◆ Extrait fourni
((

La jurisprudence francophone des Cours suprêmes


recherche avancée

25/07/2013 | FRANCE | N°366071

France | France, Conseil d'État, 1ère sous-section jugeant seule, 25 juillet 2013, 366071


Vu le pourvoi sommaire, le mémoire complémentaire et le nouveau mémoire, enregistrés les 15 février, 27 février et 14 mars 2013 au secrétariat du contentieux du Conseil d'Etat, présentés pour la commune d'Annonay (07100), représentée par son maire ; la commune demande au Conseil d'Etat :

1°) d'annuler l'ordonnance n° 1300061 du 1er février 2013 par laquelle le juge des référés du tribunal administratif de Lyon, statuant sur le fondement de l'article L. 521-1 du code de justice administrative, a suspendu, à la demande de la société FP Conseil, l'exécution de l'arrêt

é du 7 novembre 2012 par lequel le maire a exercé le droit de préemption ur...

))

◆ Données fournies

((

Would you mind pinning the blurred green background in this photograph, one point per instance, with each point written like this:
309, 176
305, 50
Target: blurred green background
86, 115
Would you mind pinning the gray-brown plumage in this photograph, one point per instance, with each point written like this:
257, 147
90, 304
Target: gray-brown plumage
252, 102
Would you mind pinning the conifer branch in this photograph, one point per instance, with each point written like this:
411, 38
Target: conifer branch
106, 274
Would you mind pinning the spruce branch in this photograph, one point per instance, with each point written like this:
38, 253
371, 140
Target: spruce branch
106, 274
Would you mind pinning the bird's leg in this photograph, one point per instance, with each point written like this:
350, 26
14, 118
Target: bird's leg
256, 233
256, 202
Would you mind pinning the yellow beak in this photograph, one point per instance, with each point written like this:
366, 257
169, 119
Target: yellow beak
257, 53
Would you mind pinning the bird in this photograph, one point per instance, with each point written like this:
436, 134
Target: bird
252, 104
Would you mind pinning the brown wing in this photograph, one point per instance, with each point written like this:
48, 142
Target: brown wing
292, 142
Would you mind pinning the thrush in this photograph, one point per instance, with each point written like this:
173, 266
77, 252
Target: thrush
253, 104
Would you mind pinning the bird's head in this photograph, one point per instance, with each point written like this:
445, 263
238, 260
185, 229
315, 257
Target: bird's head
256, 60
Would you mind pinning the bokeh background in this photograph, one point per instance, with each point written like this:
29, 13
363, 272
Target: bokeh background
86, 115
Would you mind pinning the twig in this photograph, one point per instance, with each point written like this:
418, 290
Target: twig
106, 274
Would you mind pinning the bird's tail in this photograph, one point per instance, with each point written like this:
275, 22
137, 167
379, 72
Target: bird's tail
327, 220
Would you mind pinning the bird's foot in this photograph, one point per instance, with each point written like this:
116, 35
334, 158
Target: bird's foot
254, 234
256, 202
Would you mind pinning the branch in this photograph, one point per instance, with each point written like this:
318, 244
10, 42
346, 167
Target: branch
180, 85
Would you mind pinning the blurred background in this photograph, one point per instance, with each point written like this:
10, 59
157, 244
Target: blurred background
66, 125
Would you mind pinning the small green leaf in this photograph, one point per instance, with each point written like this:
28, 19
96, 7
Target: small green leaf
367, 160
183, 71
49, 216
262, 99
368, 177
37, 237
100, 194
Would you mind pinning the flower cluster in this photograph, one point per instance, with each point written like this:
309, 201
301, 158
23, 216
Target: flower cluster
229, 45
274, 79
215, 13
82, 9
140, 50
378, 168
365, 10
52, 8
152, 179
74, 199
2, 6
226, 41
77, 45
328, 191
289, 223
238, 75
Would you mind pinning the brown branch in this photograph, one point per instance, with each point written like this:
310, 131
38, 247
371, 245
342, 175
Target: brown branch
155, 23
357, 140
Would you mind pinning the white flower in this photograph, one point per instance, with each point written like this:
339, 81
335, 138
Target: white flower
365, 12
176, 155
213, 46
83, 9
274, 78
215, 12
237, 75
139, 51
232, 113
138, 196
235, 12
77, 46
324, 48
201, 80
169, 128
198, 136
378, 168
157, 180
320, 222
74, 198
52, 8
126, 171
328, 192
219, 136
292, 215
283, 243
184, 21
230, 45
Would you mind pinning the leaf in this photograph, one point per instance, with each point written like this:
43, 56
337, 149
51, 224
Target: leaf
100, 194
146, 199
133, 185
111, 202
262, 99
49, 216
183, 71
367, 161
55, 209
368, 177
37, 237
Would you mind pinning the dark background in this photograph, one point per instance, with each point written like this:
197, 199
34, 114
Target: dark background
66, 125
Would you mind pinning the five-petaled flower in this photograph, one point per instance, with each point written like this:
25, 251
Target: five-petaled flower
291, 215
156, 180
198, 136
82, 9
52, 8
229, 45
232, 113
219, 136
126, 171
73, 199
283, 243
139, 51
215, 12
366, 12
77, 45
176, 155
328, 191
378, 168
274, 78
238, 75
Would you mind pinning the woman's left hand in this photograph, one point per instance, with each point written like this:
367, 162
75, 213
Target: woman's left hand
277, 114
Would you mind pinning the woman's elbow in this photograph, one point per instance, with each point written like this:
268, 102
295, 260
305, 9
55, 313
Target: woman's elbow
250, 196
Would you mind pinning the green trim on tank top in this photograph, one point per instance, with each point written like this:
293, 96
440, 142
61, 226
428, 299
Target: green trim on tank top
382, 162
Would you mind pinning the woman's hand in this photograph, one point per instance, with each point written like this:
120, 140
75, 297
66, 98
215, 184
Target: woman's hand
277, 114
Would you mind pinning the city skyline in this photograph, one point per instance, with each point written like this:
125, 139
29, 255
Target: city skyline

))

◆ Tâches et exercices
1. D'après l'extrait fourni, à la demande de quelle société l'exécution de l'arrêté du maire a-t-elle été suspendue ?
2. Dans les entrées, recopiez s'il vous plaît les lignes allant de celle qui contient « Would you mind pinning the city » jusqu'à la fin des entrées, ces deux bornes comprises.

◆ Corrigé des exercices
1. À la demande de la société FP Conseil.

2.
Would you mind pinning the city skyline in this photograph, one point per instance, with each point written like this:
125, 139
29, 255
Target: city skyline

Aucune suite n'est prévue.